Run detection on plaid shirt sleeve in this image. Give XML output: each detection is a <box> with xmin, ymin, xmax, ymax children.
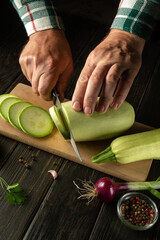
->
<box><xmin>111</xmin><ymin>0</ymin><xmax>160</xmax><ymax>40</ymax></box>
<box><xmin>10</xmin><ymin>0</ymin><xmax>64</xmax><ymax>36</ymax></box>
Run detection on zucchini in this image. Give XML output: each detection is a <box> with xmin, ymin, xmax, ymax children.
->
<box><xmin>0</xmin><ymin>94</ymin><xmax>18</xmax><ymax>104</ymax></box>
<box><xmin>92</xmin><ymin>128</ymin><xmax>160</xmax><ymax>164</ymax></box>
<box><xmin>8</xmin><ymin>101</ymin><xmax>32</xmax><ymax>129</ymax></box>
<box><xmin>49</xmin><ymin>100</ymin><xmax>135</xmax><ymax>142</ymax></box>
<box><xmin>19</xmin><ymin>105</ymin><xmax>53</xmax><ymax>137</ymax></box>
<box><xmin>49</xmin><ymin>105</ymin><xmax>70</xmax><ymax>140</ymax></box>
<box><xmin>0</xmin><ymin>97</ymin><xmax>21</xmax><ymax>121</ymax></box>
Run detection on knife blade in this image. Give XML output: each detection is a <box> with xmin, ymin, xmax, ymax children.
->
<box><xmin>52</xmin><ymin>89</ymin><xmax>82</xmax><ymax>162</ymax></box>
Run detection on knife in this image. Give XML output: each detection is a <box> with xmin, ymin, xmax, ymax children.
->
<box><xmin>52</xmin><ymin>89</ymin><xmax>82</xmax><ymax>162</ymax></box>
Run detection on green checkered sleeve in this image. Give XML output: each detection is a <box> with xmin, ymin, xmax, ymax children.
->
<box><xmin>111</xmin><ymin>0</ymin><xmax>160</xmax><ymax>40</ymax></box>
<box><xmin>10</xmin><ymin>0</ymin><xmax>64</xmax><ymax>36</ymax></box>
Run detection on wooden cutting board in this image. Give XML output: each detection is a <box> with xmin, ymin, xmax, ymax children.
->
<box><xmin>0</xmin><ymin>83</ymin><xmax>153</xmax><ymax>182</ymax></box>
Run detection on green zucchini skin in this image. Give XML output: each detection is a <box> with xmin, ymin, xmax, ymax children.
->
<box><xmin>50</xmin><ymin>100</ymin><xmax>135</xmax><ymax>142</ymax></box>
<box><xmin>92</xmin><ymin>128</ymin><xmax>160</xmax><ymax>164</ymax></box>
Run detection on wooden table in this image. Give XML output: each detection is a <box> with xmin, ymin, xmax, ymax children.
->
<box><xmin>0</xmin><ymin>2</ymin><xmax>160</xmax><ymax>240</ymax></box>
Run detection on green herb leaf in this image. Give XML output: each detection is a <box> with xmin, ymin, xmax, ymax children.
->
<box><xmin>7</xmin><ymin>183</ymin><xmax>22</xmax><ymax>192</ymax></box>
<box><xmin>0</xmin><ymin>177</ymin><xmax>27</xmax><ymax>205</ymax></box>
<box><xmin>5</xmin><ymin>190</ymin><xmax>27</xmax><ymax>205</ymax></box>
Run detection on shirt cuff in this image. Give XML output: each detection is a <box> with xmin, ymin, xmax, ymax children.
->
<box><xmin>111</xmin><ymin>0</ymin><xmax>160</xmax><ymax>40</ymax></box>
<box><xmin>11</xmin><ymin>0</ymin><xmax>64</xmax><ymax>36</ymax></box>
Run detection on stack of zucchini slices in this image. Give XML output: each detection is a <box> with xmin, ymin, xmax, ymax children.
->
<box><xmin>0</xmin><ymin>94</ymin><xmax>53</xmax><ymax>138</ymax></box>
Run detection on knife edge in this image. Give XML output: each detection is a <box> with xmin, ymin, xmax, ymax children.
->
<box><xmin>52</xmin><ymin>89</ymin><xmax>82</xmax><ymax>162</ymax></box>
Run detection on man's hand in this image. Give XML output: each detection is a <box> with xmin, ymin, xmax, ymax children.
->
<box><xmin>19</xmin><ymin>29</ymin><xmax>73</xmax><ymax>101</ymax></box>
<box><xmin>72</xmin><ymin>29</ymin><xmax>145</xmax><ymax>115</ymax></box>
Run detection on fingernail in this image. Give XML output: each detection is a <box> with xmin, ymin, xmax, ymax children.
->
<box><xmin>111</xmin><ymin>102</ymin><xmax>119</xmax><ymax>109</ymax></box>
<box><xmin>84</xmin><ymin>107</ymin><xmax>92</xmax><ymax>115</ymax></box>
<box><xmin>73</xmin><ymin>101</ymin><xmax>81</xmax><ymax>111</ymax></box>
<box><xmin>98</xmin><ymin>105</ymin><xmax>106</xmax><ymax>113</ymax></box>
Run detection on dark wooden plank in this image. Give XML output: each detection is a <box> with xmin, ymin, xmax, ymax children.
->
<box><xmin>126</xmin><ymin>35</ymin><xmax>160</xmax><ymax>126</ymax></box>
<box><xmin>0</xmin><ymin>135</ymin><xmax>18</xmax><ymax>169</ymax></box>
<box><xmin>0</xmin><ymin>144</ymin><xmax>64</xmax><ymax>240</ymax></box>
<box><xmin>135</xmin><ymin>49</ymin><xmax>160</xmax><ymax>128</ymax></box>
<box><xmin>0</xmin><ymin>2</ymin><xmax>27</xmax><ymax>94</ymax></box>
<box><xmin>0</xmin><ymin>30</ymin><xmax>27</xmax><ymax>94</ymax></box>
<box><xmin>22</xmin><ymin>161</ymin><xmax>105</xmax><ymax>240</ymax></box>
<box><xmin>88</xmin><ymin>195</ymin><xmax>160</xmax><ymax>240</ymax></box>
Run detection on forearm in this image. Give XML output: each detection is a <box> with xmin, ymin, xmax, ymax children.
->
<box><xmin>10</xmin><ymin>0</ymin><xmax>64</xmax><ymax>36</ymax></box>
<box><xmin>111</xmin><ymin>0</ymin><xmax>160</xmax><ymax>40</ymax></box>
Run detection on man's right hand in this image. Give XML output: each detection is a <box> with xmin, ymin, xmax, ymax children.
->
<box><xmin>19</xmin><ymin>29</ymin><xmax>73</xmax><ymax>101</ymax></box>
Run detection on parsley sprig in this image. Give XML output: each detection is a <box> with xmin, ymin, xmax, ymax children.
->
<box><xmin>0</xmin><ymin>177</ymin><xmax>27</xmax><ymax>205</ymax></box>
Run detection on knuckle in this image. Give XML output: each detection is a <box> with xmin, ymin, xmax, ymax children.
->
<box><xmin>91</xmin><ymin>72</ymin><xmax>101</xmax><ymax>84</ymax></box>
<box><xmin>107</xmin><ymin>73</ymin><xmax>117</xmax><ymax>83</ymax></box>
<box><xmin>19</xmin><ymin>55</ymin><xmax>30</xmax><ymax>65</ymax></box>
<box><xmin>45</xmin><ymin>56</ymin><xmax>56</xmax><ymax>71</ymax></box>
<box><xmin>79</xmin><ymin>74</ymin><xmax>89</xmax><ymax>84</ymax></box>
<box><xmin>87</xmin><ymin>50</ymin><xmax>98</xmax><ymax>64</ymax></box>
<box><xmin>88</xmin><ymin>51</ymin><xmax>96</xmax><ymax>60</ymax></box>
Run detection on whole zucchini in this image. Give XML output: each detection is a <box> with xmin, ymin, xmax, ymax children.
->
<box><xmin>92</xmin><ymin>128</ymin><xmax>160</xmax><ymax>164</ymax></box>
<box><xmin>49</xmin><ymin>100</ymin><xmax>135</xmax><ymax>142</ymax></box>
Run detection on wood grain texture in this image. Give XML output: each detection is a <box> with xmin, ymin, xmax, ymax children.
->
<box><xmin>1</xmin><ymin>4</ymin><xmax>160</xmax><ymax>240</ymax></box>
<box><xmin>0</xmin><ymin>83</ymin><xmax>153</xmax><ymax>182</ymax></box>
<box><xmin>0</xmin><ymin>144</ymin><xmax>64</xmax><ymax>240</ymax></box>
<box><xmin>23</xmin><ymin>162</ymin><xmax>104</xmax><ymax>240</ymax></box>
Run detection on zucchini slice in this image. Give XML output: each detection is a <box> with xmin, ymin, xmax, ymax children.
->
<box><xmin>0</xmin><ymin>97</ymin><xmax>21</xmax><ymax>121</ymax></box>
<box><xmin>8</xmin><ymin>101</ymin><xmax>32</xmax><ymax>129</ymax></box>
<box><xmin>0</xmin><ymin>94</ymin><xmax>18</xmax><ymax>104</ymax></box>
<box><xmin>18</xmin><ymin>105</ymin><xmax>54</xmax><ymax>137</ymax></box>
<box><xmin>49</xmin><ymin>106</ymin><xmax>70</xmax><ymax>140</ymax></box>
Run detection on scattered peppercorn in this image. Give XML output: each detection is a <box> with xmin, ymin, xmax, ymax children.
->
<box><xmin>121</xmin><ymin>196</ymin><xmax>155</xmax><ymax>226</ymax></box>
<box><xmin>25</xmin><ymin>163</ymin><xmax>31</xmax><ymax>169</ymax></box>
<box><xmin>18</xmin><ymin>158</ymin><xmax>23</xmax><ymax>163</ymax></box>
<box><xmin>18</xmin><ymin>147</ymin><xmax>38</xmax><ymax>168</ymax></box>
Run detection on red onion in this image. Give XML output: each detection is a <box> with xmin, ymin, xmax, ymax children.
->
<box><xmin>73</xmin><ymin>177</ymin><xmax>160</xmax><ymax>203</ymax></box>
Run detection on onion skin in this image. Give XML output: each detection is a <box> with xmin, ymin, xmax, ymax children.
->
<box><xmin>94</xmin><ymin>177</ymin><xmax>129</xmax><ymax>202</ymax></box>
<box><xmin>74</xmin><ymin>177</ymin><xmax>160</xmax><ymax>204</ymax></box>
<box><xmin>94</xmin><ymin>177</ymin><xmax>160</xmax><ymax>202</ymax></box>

-----

ASSIGNMENT.
Your answer must be the lines from the one with "Run detection on scattered" through the last line of the data, repeated exactly and with nothing else.

OUTPUT FOR THIS TASK.
Run detection on scattered peppercorn in this image. Give XML output: each detection is a <box> with xmin, ymin, xmax, ymax children.
->
<box><xmin>121</xmin><ymin>196</ymin><xmax>155</xmax><ymax>226</ymax></box>
<box><xmin>25</xmin><ymin>163</ymin><xmax>31</xmax><ymax>169</ymax></box>
<box><xmin>18</xmin><ymin>158</ymin><xmax>23</xmax><ymax>163</ymax></box>
<box><xmin>18</xmin><ymin>147</ymin><xmax>38</xmax><ymax>168</ymax></box>
Run detection on red onion in this image. Give XML output: each detection is a <box> with xmin, ymin, xmax, ymax children.
->
<box><xmin>73</xmin><ymin>177</ymin><xmax>160</xmax><ymax>203</ymax></box>
Run detection on onion skin in this image. Give XML output: each detection is a <box> with xmin, ymin, xmax, ymax children.
->
<box><xmin>94</xmin><ymin>177</ymin><xmax>129</xmax><ymax>202</ymax></box>
<box><xmin>74</xmin><ymin>177</ymin><xmax>160</xmax><ymax>204</ymax></box>
<box><xmin>94</xmin><ymin>177</ymin><xmax>160</xmax><ymax>202</ymax></box>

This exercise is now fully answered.